> [REQUIREMENTS]
Please rewrite the lines from the one containing "Would you be able to point at the arched" through the end of the records, both ends included, with "bush" changed to "shrub" and all else left as is.

Dataset records:
★ ★ ★
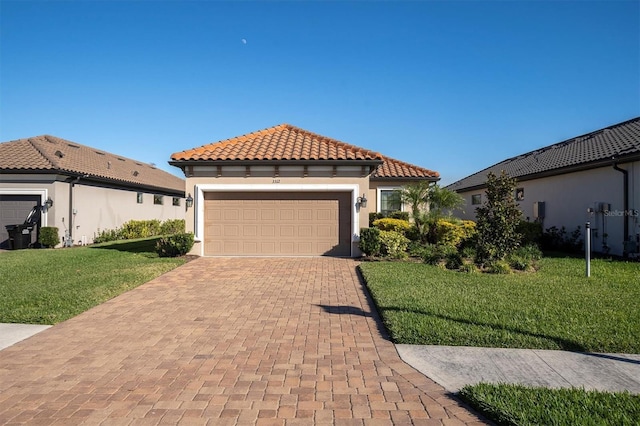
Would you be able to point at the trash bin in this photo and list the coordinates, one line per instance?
(19, 236)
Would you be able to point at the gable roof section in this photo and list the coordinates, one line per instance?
(285, 143)
(56, 155)
(596, 149)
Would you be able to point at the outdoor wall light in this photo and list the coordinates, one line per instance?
(47, 204)
(363, 201)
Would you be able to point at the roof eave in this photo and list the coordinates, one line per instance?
(562, 171)
(98, 179)
(410, 178)
(350, 162)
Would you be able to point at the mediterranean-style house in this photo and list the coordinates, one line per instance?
(591, 178)
(80, 190)
(285, 191)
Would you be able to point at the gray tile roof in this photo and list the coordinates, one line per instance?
(620, 141)
(51, 154)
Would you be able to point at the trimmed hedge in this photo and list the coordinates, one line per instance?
(174, 245)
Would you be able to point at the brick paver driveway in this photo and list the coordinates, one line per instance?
(224, 341)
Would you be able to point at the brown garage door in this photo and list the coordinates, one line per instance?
(14, 209)
(277, 224)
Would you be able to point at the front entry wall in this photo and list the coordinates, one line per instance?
(277, 224)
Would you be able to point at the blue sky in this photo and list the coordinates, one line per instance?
(453, 86)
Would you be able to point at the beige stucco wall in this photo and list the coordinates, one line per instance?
(208, 181)
(567, 198)
(97, 207)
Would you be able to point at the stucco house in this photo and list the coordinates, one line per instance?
(593, 177)
(81, 190)
(287, 191)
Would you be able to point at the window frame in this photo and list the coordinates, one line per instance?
(380, 190)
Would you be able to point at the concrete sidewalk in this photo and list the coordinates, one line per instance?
(453, 367)
(10, 334)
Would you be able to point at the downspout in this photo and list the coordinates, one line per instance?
(626, 207)
(71, 215)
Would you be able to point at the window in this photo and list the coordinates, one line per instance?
(389, 201)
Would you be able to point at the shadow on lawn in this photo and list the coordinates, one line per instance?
(564, 344)
(136, 246)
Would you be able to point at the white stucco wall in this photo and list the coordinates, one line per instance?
(97, 207)
(567, 198)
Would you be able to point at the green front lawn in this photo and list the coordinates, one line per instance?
(523, 406)
(48, 286)
(554, 308)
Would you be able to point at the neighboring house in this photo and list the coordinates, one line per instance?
(88, 189)
(287, 191)
(593, 177)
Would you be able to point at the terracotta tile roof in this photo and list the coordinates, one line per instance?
(289, 143)
(620, 140)
(280, 143)
(49, 153)
(396, 169)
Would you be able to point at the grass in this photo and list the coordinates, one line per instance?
(520, 405)
(555, 308)
(48, 286)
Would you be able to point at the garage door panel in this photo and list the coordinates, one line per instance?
(278, 224)
(268, 213)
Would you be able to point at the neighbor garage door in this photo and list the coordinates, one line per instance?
(14, 209)
(277, 224)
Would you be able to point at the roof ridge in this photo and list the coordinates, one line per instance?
(40, 151)
(407, 164)
(351, 147)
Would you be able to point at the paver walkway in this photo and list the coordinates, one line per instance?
(225, 341)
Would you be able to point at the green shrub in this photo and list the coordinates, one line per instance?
(108, 235)
(497, 220)
(394, 244)
(468, 252)
(140, 229)
(414, 234)
(370, 243)
(435, 254)
(174, 245)
(373, 216)
(498, 267)
(454, 232)
(388, 224)
(399, 215)
(172, 226)
(49, 236)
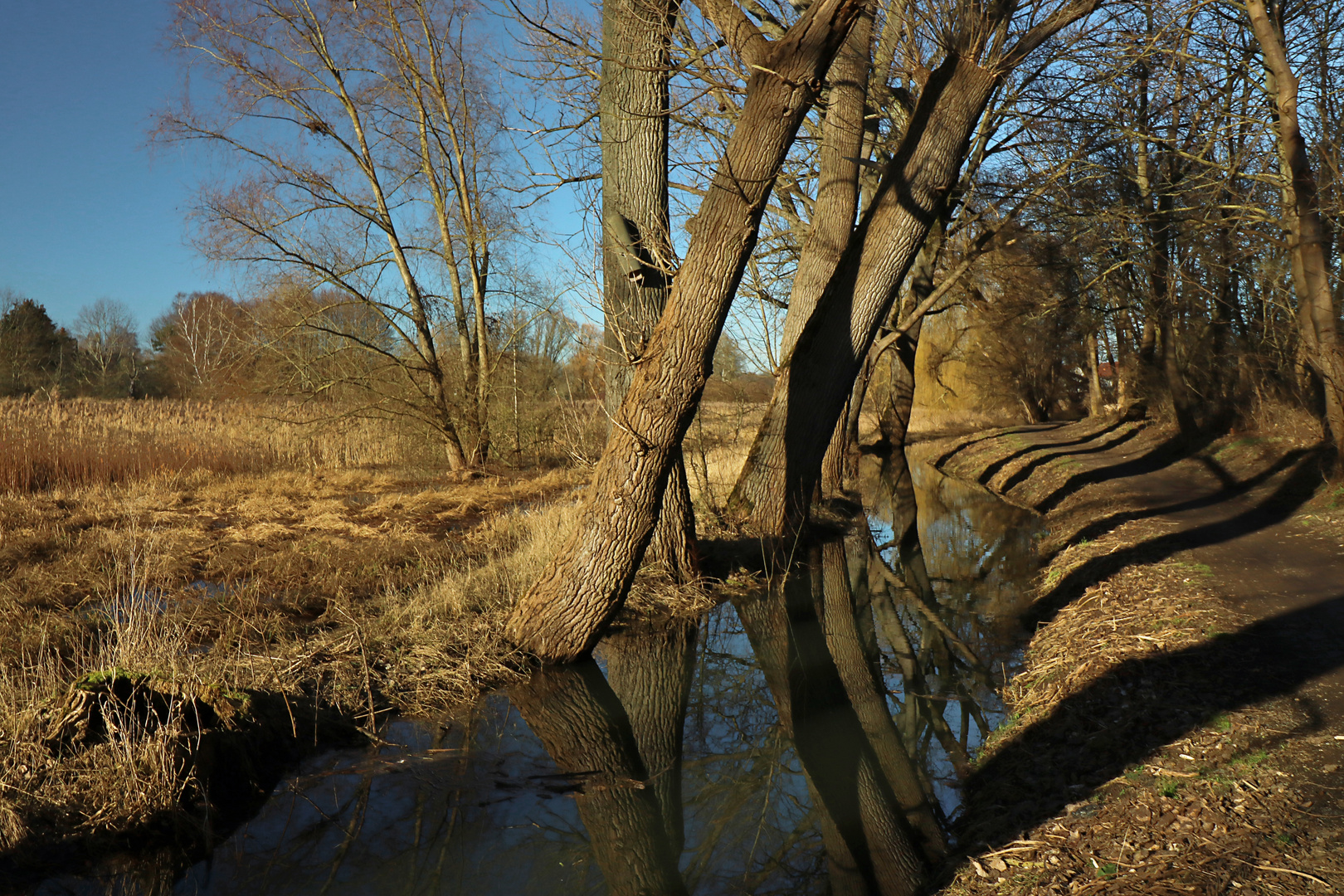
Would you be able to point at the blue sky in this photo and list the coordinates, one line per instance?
(88, 208)
(85, 208)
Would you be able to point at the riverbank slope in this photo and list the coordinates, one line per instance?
(1179, 726)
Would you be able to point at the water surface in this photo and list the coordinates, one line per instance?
(810, 738)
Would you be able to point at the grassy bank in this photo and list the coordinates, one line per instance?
(1149, 747)
(186, 583)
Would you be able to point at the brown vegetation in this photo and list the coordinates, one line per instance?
(236, 567)
(1151, 747)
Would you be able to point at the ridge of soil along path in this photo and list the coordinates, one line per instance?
(1179, 724)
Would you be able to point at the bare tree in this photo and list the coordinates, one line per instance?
(1317, 314)
(587, 583)
(364, 148)
(203, 340)
(108, 342)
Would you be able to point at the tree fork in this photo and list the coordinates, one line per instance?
(561, 618)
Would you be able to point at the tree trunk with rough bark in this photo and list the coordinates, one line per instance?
(1319, 319)
(1096, 401)
(774, 489)
(637, 257)
(894, 416)
(561, 618)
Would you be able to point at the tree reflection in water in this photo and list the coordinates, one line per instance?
(804, 739)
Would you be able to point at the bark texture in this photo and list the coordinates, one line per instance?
(774, 489)
(561, 618)
(1317, 316)
(637, 245)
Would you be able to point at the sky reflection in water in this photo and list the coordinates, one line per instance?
(676, 738)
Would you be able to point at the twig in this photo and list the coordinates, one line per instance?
(1287, 871)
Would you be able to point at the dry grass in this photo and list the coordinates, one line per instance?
(1210, 809)
(84, 442)
(1142, 754)
(288, 572)
(219, 551)
(715, 449)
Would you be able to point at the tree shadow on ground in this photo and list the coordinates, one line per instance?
(1027, 469)
(996, 434)
(1160, 455)
(1294, 490)
(1138, 707)
(992, 470)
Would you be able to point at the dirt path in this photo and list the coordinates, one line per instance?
(1241, 522)
(1190, 655)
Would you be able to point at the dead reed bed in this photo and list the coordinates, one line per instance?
(85, 442)
(357, 594)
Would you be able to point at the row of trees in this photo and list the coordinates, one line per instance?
(1135, 182)
(100, 358)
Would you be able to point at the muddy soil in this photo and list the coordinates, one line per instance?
(1181, 722)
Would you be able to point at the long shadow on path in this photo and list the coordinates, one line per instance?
(1142, 705)
(1161, 455)
(1231, 488)
(1292, 494)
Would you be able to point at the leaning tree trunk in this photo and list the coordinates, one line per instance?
(867, 829)
(585, 585)
(1311, 270)
(838, 182)
(774, 489)
(894, 416)
(633, 108)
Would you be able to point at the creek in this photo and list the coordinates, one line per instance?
(806, 739)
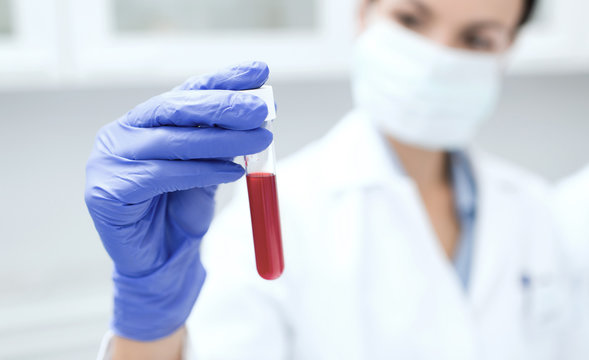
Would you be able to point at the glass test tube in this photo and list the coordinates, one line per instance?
(261, 186)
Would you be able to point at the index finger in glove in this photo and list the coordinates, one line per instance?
(243, 76)
(218, 108)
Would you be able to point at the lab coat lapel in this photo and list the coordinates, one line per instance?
(495, 240)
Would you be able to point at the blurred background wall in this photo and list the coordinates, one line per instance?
(69, 67)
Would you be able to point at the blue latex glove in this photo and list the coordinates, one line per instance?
(150, 185)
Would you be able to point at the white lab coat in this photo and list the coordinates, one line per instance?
(365, 276)
(571, 207)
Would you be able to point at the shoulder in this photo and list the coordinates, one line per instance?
(507, 176)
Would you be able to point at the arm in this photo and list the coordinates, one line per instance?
(168, 348)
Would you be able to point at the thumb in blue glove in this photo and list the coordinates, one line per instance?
(150, 185)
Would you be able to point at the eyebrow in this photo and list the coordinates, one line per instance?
(421, 6)
(481, 25)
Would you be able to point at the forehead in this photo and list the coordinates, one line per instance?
(463, 12)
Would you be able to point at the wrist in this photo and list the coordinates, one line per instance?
(154, 306)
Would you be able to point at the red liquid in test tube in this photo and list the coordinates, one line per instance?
(261, 187)
(263, 200)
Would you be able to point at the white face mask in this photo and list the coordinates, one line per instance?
(422, 93)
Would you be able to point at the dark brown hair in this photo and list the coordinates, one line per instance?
(529, 6)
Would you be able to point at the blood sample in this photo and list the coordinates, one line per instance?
(261, 187)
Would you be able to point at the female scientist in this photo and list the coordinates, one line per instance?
(400, 241)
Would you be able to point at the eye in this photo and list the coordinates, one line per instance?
(409, 20)
(478, 43)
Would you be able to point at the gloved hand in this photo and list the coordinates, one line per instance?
(150, 186)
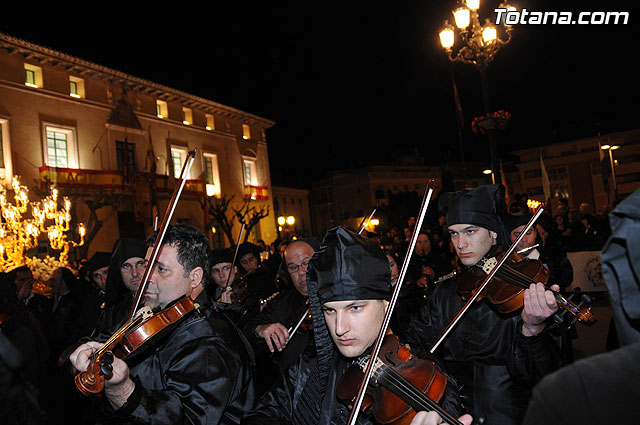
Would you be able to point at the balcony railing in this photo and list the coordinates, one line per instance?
(114, 180)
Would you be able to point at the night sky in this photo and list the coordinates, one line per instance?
(348, 83)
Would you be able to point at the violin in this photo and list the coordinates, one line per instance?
(128, 339)
(507, 285)
(142, 324)
(363, 387)
(506, 290)
(401, 385)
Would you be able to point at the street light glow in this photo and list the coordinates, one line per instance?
(489, 34)
(447, 36)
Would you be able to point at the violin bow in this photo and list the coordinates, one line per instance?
(235, 254)
(426, 198)
(486, 281)
(177, 191)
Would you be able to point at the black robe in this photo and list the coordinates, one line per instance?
(288, 401)
(599, 390)
(486, 352)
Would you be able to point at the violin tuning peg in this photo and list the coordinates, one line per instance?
(558, 319)
(107, 358)
(106, 369)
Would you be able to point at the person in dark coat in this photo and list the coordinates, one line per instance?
(496, 358)
(349, 290)
(40, 305)
(197, 372)
(603, 389)
(126, 267)
(270, 330)
(25, 333)
(96, 271)
(228, 293)
(256, 274)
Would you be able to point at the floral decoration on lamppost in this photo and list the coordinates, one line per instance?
(479, 44)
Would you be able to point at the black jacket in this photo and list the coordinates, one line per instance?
(198, 374)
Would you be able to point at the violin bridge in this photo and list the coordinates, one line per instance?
(489, 264)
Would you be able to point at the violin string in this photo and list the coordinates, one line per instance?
(406, 388)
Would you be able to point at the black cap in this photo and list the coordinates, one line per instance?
(248, 248)
(99, 260)
(126, 248)
(350, 267)
(221, 255)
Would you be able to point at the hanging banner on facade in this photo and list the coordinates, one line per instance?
(587, 271)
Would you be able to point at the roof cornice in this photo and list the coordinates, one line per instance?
(84, 68)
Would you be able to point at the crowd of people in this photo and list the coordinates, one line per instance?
(267, 334)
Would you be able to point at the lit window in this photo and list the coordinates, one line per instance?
(187, 118)
(5, 147)
(1, 146)
(211, 174)
(178, 157)
(57, 149)
(246, 132)
(125, 154)
(210, 123)
(59, 144)
(76, 87)
(162, 109)
(32, 75)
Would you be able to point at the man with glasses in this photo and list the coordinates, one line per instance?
(270, 330)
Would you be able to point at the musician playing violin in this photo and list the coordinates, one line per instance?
(496, 358)
(196, 372)
(270, 330)
(349, 286)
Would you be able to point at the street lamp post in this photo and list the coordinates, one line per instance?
(479, 46)
(611, 148)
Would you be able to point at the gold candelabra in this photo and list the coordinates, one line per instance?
(19, 234)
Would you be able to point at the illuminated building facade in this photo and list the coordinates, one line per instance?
(95, 131)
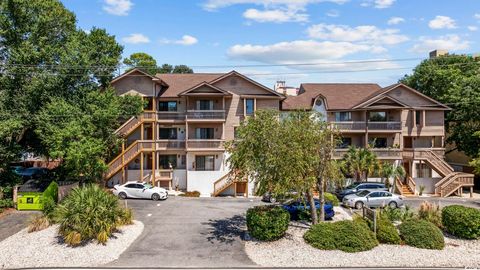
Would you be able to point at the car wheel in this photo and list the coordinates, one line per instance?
(392, 204)
(122, 195)
(359, 205)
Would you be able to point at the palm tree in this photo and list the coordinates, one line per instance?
(389, 170)
(360, 163)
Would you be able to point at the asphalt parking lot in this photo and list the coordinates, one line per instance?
(189, 232)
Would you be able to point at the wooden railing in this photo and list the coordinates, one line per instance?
(171, 115)
(205, 144)
(170, 144)
(356, 125)
(412, 185)
(210, 114)
(384, 125)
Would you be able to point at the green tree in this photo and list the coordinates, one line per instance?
(148, 64)
(54, 73)
(283, 155)
(360, 163)
(453, 80)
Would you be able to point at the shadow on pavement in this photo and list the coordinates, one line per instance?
(226, 230)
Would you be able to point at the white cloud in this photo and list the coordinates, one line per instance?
(447, 42)
(117, 7)
(277, 11)
(395, 20)
(136, 38)
(276, 16)
(472, 28)
(298, 51)
(442, 22)
(212, 5)
(368, 34)
(333, 13)
(380, 4)
(186, 40)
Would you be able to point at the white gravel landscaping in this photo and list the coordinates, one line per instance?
(292, 251)
(43, 249)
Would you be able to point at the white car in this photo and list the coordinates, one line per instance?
(372, 199)
(140, 191)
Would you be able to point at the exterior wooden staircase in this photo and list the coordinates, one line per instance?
(452, 181)
(225, 182)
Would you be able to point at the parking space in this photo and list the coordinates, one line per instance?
(187, 232)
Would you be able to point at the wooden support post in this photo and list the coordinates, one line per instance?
(123, 161)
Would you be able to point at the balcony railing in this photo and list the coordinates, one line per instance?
(170, 144)
(384, 125)
(171, 115)
(201, 114)
(205, 144)
(381, 153)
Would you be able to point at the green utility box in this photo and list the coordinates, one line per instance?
(32, 194)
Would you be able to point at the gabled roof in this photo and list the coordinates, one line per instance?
(129, 73)
(216, 91)
(339, 96)
(179, 83)
(233, 72)
(387, 89)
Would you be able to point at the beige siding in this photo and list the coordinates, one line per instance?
(142, 84)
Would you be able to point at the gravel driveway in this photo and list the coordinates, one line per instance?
(189, 232)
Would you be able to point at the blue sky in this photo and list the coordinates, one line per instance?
(340, 40)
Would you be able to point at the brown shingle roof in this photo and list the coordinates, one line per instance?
(181, 82)
(339, 96)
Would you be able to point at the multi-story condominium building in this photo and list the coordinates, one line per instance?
(178, 141)
(400, 124)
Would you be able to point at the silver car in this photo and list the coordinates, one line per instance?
(372, 199)
(140, 191)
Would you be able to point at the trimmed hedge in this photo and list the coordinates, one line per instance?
(331, 199)
(461, 221)
(421, 234)
(387, 233)
(267, 223)
(346, 235)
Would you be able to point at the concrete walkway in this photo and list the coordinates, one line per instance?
(13, 222)
(189, 232)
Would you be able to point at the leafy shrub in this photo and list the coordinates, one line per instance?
(191, 194)
(6, 203)
(461, 221)
(331, 199)
(421, 234)
(267, 223)
(38, 223)
(89, 213)
(430, 212)
(398, 214)
(386, 232)
(346, 235)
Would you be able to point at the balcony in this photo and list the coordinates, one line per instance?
(372, 126)
(201, 115)
(381, 153)
(385, 126)
(207, 144)
(172, 116)
(170, 144)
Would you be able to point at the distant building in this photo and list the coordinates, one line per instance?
(282, 88)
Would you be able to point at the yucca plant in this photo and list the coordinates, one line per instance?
(90, 213)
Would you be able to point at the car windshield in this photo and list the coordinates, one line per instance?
(352, 186)
(363, 193)
(148, 186)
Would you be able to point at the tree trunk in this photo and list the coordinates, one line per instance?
(313, 209)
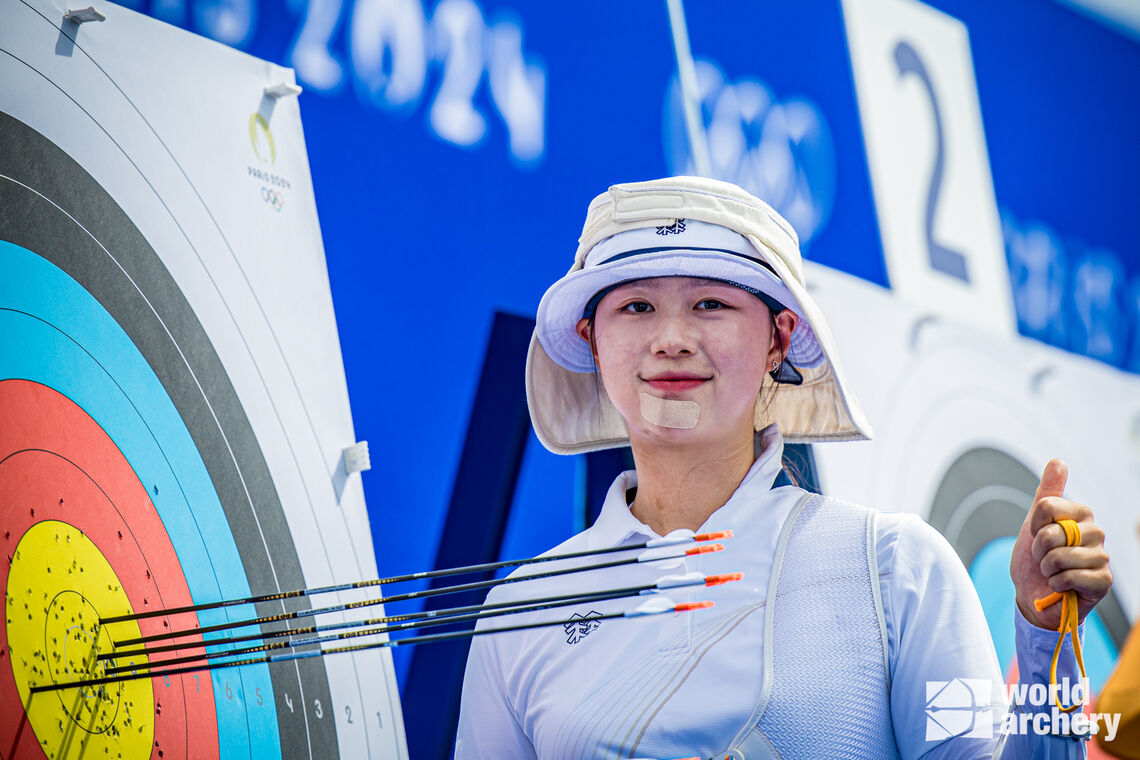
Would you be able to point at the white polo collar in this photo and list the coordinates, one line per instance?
(616, 524)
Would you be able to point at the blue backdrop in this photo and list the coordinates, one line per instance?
(454, 147)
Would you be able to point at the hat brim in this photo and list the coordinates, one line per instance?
(563, 302)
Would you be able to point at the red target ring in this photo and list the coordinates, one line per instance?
(57, 464)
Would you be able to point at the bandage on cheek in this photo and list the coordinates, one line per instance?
(669, 413)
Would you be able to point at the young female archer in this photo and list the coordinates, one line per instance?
(684, 331)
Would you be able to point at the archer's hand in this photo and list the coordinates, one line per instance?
(1042, 563)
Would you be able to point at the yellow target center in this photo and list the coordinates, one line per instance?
(58, 587)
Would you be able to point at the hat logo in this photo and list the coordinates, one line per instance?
(676, 228)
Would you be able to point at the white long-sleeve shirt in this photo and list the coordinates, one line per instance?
(683, 685)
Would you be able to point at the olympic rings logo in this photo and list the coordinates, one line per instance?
(778, 149)
(273, 198)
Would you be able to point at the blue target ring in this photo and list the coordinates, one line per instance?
(53, 332)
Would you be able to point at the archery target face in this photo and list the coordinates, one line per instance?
(160, 444)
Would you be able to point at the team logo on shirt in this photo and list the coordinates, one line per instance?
(580, 626)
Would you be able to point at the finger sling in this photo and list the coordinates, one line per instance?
(1069, 620)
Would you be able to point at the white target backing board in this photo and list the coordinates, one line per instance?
(172, 399)
(965, 421)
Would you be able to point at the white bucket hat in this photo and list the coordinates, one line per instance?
(689, 227)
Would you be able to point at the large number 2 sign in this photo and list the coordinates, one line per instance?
(927, 155)
(942, 258)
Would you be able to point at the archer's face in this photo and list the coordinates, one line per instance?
(684, 338)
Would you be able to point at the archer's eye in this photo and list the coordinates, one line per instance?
(710, 304)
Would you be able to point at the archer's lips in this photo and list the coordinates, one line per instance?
(676, 382)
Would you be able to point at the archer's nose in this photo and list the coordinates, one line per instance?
(674, 336)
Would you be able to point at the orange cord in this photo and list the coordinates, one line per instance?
(1069, 620)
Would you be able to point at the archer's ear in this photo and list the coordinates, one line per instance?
(584, 329)
(786, 323)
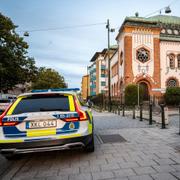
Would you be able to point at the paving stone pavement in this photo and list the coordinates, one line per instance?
(150, 153)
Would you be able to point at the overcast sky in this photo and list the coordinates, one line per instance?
(70, 50)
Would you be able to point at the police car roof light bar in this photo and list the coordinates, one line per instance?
(52, 90)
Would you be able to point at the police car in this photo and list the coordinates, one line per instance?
(46, 120)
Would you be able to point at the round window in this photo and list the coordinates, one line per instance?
(172, 83)
(143, 55)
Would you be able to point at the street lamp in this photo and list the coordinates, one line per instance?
(109, 68)
(87, 83)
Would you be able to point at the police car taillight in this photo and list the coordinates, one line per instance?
(71, 119)
(6, 123)
(82, 114)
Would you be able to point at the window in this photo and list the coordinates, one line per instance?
(172, 61)
(42, 103)
(172, 83)
(143, 55)
(178, 59)
(103, 83)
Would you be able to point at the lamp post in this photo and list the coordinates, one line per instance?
(87, 83)
(138, 95)
(109, 68)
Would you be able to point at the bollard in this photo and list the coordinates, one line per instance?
(134, 111)
(150, 113)
(118, 110)
(140, 111)
(123, 112)
(163, 116)
(179, 119)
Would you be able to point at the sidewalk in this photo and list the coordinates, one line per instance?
(148, 153)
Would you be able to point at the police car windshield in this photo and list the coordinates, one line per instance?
(42, 103)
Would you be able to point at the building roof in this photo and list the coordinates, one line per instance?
(158, 21)
(165, 19)
(103, 52)
(95, 56)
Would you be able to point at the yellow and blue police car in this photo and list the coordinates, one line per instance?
(46, 120)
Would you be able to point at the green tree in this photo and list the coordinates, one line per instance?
(48, 78)
(15, 66)
(131, 94)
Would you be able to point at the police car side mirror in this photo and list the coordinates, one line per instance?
(89, 104)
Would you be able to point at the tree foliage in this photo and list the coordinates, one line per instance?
(15, 66)
(131, 94)
(172, 96)
(48, 78)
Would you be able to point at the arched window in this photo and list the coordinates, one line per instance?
(171, 83)
(172, 61)
(178, 59)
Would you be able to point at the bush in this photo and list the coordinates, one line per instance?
(97, 100)
(172, 96)
(131, 94)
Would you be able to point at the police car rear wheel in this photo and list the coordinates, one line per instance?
(90, 146)
(10, 157)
★ ★ ★
> [THE REPLY]
Would you be able to point at the arched window in this photo and list the coordinates, one line per instance?
(171, 83)
(172, 61)
(178, 59)
Would you be able to point at the shrub in this photo and list the coordinates, one line per instance?
(97, 100)
(172, 96)
(131, 94)
Would you be able to point at the police car rear wheel in this photo and list the coordinates, one line per instance?
(90, 146)
(10, 157)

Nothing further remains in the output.